** Start of MATERIAL PROVIDED **

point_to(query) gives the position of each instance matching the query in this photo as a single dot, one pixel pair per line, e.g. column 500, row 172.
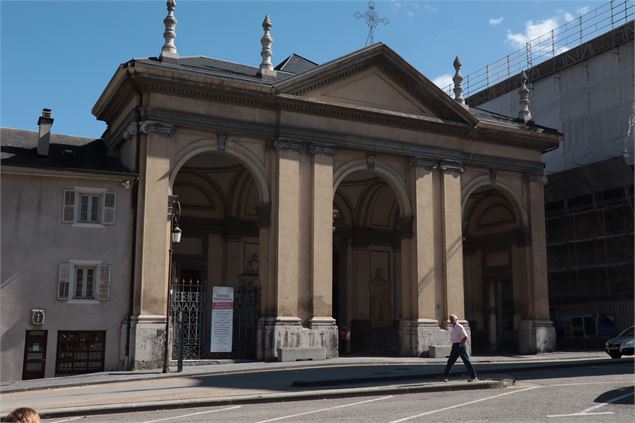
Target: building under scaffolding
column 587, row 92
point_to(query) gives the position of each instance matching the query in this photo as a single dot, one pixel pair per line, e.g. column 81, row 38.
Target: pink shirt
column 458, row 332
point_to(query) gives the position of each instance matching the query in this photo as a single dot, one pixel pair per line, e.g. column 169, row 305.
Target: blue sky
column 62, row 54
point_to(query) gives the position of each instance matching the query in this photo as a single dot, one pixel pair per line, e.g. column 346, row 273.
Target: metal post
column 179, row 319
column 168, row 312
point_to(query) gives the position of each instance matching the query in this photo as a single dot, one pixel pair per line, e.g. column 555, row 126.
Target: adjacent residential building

** End of MATERIAL PROVIDED **
** Start of MATERIAL PROVIDED **

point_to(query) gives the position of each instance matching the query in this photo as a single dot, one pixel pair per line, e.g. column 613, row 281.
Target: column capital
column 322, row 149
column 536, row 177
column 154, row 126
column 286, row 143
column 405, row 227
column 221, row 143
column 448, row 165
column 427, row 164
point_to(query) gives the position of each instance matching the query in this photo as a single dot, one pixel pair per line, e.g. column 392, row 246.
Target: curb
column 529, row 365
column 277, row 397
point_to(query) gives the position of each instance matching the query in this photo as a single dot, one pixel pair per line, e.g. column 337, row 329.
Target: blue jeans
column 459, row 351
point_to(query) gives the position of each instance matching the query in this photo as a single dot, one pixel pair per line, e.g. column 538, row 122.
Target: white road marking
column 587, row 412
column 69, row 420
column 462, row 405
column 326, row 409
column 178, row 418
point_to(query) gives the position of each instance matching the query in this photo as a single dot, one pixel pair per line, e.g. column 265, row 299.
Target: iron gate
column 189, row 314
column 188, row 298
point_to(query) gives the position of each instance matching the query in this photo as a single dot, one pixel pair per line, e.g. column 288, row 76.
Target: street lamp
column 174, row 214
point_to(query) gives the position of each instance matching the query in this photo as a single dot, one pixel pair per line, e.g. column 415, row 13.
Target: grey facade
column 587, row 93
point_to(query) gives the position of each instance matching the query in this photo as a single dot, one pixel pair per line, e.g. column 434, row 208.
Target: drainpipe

** End of MATERIAL PROVIDED **

## JOB
Can you write out, with no changes and nothing else, the lines running from the one holding "169, row 305." through the one holding "column 62, row 54", both ends included?

## RESULT OF THIS EXERCISE
point_to(query) gives the position of each instance matching the query in this photo as a single dot, one pixel pair per line, e.g. column 169, row 305.
Target: blue sky
column 62, row 54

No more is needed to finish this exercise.